> Task directions
Word for word, copy the records and drop the pictures.

(Free-text object descriptions)
§ §

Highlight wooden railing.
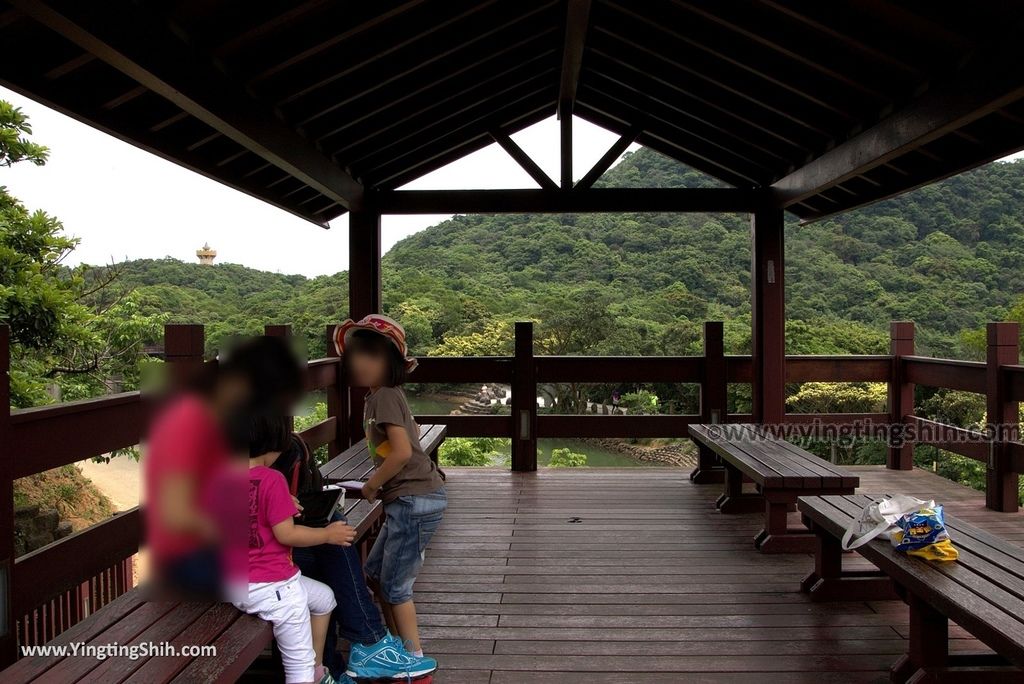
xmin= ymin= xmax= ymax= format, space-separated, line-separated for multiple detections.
xmin=0 ymin=318 xmax=1020 ymax=665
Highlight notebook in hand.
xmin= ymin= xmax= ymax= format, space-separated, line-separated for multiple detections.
xmin=296 ymin=486 xmax=345 ymax=527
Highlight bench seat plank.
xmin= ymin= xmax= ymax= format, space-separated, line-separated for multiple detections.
xmin=122 ymin=603 xmax=246 ymax=684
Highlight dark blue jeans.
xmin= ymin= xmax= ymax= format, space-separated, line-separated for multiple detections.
xmin=292 ymin=513 xmax=387 ymax=672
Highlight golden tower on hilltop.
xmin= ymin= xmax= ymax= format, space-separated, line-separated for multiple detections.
xmin=196 ymin=242 xmax=217 ymax=265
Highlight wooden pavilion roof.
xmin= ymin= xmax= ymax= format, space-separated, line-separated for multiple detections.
xmin=2 ymin=0 xmax=1023 ymax=225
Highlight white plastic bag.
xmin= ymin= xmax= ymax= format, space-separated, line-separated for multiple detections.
xmin=841 ymin=495 xmax=933 ymax=550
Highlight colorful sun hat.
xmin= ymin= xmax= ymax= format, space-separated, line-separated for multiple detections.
xmin=333 ymin=314 xmax=418 ymax=372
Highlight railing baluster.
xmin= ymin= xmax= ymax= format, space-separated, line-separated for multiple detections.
xmin=0 ymin=326 xmax=14 ymax=668
xmin=511 ymin=322 xmax=537 ymax=471
xmin=987 ymin=322 xmax=1020 ymax=512
xmin=888 ymin=322 xmax=915 ymax=470
xmin=691 ymin=322 xmax=726 ymax=484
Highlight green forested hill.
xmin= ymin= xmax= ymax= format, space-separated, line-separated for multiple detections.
xmin=93 ymin=147 xmax=1024 ymax=361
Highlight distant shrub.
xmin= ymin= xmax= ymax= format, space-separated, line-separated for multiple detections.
xmin=549 ymin=448 xmax=587 ymax=468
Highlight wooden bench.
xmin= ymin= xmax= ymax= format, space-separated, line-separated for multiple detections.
xmin=1 ymin=425 xmax=447 ymax=683
xmin=799 ymin=494 xmax=1024 ymax=683
xmin=688 ymin=423 xmax=859 ymax=553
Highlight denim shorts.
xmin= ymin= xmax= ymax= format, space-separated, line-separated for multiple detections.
xmin=364 ymin=488 xmax=447 ymax=604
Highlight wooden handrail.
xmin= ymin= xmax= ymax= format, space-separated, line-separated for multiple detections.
xmin=9 ymin=393 xmax=146 ymax=480
xmin=903 ymin=356 xmax=987 ymax=393
xmin=905 ymin=416 xmax=989 ymax=462
xmin=1007 ymin=364 xmax=1024 ymax=402
xmin=785 ymin=356 xmax=892 ymax=382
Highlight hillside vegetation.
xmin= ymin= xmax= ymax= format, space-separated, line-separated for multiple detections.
xmin=92 ymin=147 xmax=1023 ymax=364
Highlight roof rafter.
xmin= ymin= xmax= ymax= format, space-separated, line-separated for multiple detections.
xmin=557 ymin=0 xmax=591 ymax=120
xmin=9 ymin=0 xmax=363 ymax=209
xmin=772 ymin=53 xmax=1024 ymax=208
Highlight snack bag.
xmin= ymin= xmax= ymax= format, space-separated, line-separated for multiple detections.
xmin=890 ymin=505 xmax=958 ymax=561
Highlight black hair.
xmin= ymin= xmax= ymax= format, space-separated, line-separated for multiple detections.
xmin=249 ymin=413 xmax=292 ymax=459
xmin=346 ymin=328 xmax=409 ymax=387
xmin=219 ymin=335 xmax=304 ymax=413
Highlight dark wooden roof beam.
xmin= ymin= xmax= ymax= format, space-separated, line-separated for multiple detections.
xmin=371 ymin=187 xmax=762 ymax=214
xmin=8 ymin=0 xmax=364 ymax=210
xmin=557 ymin=0 xmax=591 ymax=120
xmin=490 ymin=129 xmax=559 ymax=191
xmin=575 ymin=125 xmax=640 ymax=190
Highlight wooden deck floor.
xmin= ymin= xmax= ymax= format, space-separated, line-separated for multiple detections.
xmin=417 ymin=466 xmax=1023 ymax=683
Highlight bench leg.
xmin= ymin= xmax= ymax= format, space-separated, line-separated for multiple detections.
xmin=891 ymin=592 xmax=948 ymax=684
xmin=903 ymin=654 xmax=1022 ymax=683
xmin=800 ymin=522 xmax=898 ymax=601
xmin=689 ymin=445 xmax=726 ymax=484
xmin=754 ymin=494 xmax=816 ymax=553
xmin=715 ymin=463 xmax=762 ymax=513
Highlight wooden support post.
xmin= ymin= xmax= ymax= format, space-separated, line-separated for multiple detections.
xmin=265 ymin=325 xmax=294 ymax=431
xmin=511 ymin=322 xmax=537 ymax=472
xmin=560 ymin=112 xmax=572 ymax=190
xmin=691 ymin=321 xmax=726 ymax=484
xmin=751 ymin=209 xmax=785 ymax=425
xmin=0 ymin=326 xmax=15 ymax=667
xmin=326 ymin=325 xmax=351 ymax=454
xmin=348 ymin=208 xmax=381 ymax=441
xmin=163 ymin=324 xmax=205 ymax=390
xmin=348 ymin=208 xmax=382 ymax=321
xmin=889 ymin=321 xmax=915 ymax=470
xmin=986 ymin=322 xmax=1020 ymax=512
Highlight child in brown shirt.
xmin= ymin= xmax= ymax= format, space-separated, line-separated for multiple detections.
xmin=333 ymin=315 xmax=445 ymax=677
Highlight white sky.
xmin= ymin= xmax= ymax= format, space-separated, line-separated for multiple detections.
xmin=0 ymin=85 xmax=637 ymax=277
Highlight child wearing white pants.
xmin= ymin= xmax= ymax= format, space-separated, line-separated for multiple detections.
xmin=234 ymin=573 xmax=336 ymax=682
xmin=243 ymin=418 xmax=357 ymax=684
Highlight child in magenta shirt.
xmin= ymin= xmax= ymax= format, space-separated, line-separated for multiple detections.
xmin=234 ymin=419 xmax=357 ymax=684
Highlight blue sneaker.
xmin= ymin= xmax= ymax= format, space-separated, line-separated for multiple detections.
xmin=345 ymin=633 xmax=437 ymax=680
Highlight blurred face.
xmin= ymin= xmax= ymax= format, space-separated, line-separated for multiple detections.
xmin=348 ymin=350 xmax=388 ymax=388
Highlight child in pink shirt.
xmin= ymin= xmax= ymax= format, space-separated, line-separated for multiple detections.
xmin=234 ymin=430 xmax=356 ymax=684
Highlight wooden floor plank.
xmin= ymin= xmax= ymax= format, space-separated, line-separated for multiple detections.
xmin=418 ymin=466 xmax=1022 ymax=682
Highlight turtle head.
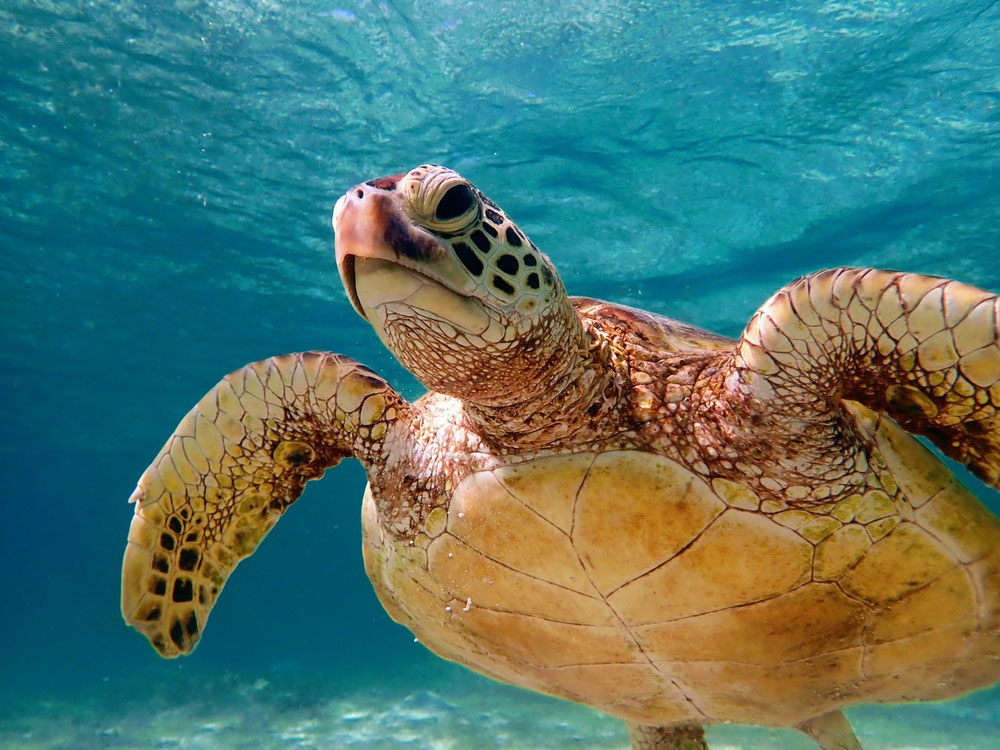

§ §

> Task response
Highlight wooden railing.
xmin= ymin= xmax= ymax= format, space-separated, line-separated for multiple detections.
xmin=0 ymin=318 xmax=1020 ymax=665
Highlight notebook in hand.
xmin= ymin= xmax= ymax= format, space-separated, line-separated for multiple detections.
xmin=296 ymin=486 xmax=345 ymax=527
Highlight bench seat plank.
xmin= ymin= xmax= ymax= format, space-separated, line-separated for multiple detections.
xmin=122 ymin=603 xmax=246 ymax=684
Highlight dark blue jeans.
xmin= ymin= xmax= ymax= format, space-separated, line-separated for multiple detections.
xmin=292 ymin=513 xmax=387 ymax=672
Highlight golden tower on hilltop.
xmin= ymin= xmax= ymax= format, space-separated, line-separated for multiple detections.
xmin=196 ymin=242 xmax=217 ymax=265
Highlight wooden pavilion roof.
xmin= ymin= xmax= ymax= format, space-separated, line-separated for multiple detections.
xmin=2 ymin=0 xmax=1023 ymax=225
Highlight white plastic bag.
xmin= ymin= xmax= ymax= format, space-separated, line-separated for multiple detections.
xmin=841 ymin=495 xmax=933 ymax=550
Highlight colorful sun hat.
xmin= ymin= xmax= ymax= format, space-separated, line-separated for multiple detections.
xmin=333 ymin=314 xmax=418 ymax=372
Highlight railing baluster.
xmin= ymin= xmax= ymax= format, space-separated, line-separated for multiple detections.
xmin=0 ymin=326 xmax=14 ymax=668
xmin=511 ymin=322 xmax=537 ymax=471
xmin=987 ymin=322 xmax=1020 ymax=512
xmin=888 ymin=322 xmax=915 ymax=470
xmin=691 ymin=322 xmax=726 ymax=484
Highlight green forested hill.
xmin= ymin= xmax= ymax= format, space-separated, line-separated for multiple detections.
xmin=93 ymin=147 xmax=1024 ymax=361
Highlight distant shrub.
xmin= ymin= xmax= ymax= format, space-separated, line-separated for multiple detections.
xmin=549 ymin=448 xmax=587 ymax=468
Highlight wooden bench.
xmin= ymin= xmax= ymax= format, space-separated, line-separated for multiple detections.
xmin=1 ymin=425 xmax=447 ymax=683
xmin=799 ymin=494 xmax=1024 ymax=683
xmin=688 ymin=423 xmax=859 ymax=553
Highlight denim shorts.
xmin= ymin= xmax= ymax= format, space-separated, line-separated for multiple detections.
xmin=364 ymin=488 xmax=447 ymax=604
Highlight wooden handrail.
xmin= ymin= xmax= ymax= format, space-separated, line-separated for multiple detections.
xmin=9 ymin=393 xmax=146 ymax=480
xmin=903 ymin=356 xmax=987 ymax=393
xmin=905 ymin=416 xmax=989 ymax=462
xmin=1007 ymin=364 xmax=1024 ymax=402
xmin=785 ymin=356 xmax=892 ymax=382
Highlight hillside vegetation.
xmin= ymin= xmax= ymax= format, space-separated, line-separated for multiple detections.
xmin=92 ymin=147 xmax=1023 ymax=364
Highlight roof rafter.
xmin= ymin= xmax= ymax= format, space-separated, line-separated for multiple detections.
xmin=557 ymin=0 xmax=591 ymax=120
xmin=9 ymin=0 xmax=363 ymax=209
xmin=772 ymin=53 xmax=1024 ymax=208
Highlight snack bag.
xmin= ymin= xmax= ymax= format, space-separated, line-separated for multiple detections.
xmin=890 ymin=505 xmax=958 ymax=561
Highlight black hair.
xmin= ymin= xmax= ymax= format, space-separated, line-separated for multiple detections.
xmin=249 ymin=413 xmax=292 ymax=459
xmin=346 ymin=328 xmax=409 ymax=387
xmin=219 ymin=335 xmax=304 ymax=413
Highlight dark wooden roof beam.
xmin= ymin= xmax= ymax= format, space-separated, line-separated for multiple detections.
xmin=371 ymin=187 xmax=762 ymax=214
xmin=8 ymin=0 xmax=364 ymax=210
xmin=557 ymin=0 xmax=591 ymax=120
xmin=490 ymin=129 xmax=559 ymax=191
xmin=575 ymin=125 xmax=640 ymax=190
Highlight wooden deck floor.
xmin= ymin= xmax= ymax= format, space-separated, line-separated for multiple detections.
xmin=417 ymin=466 xmax=1023 ymax=683
Highlight bench leg.
xmin= ymin= xmax= ymax= format, space-separated, line-separated for multiple detections.
xmin=891 ymin=592 xmax=948 ymax=684
xmin=903 ymin=654 xmax=1022 ymax=683
xmin=800 ymin=522 xmax=898 ymax=601
xmin=689 ymin=445 xmax=726 ymax=484
xmin=754 ymin=494 xmax=816 ymax=553
xmin=715 ymin=463 xmax=762 ymax=513
Highlight wooden support post.
xmin= ymin= xmax= ymax= format, space-separated, line-separated for multiple detections.
xmin=265 ymin=325 xmax=294 ymax=431
xmin=511 ymin=322 xmax=537 ymax=472
xmin=560 ymin=112 xmax=572 ymax=190
xmin=691 ymin=321 xmax=726 ymax=484
xmin=751 ymin=209 xmax=785 ymax=425
xmin=0 ymin=326 xmax=15 ymax=667
xmin=326 ymin=325 xmax=351 ymax=454
xmin=348 ymin=208 xmax=381 ymax=441
xmin=163 ymin=324 xmax=205 ymax=390
xmin=348 ymin=208 xmax=382 ymax=321
xmin=889 ymin=321 xmax=915 ymax=470
xmin=986 ymin=322 xmax=1020 ymax=512
Highlight child in brown shirt.
xmin= ymin= xmax= ymax= format, space-separated, line-separated for multiple detections.
xmin=333 ymin=315 xmax=445 ymax=677
Highlight white sky.
xmin= ymin= xmax= ymax= format, space-separated, line-separated for multiple detections.
xmin=0 ymin=85 xmax=637 ymax=277
Highlight child wearing white pants.
xmin= ymin= xmax= ymax= format, space-separated, line-separated for multiple detections.
xmin=234 ymin=573 xmax=336 ymax=682
xmin=243 ymin=418 xmax=357 ymax=684
Highlight child in magenta shirt.
xmin= ymin= xmax= ymax= format, space-separated, line-separated for multiple detections.
xmin=234 ymin=419 xmax=357 ymax=684
Highlight blue sneaker.
xmin= ymin= xmax= ymax= format, space-separated, line-separated for multiple detections.
xmin=345 ymin=633 xmax=437 ymax=680
Highlight blurred face.
xmin= ymin= xmax= ymax= format, space-separated, line-separated for multiple detections.
xmin=348 ymin=350 xmax=388 ymax=388
Highlight child in pink shirt.
xmin= ymin= xmax= ymax= format, space-separated, line-separated for multiple detections.
xmin=234 ymin=430 xmax=356 ymax=684
Highlight wooden floor plank.
xmin= ymin= xmax= ymax= format, space-separated, line-separated for multiple detections.
xmin=418 ymin=466 xmax=1022 ymax=682
Highlight turtle head.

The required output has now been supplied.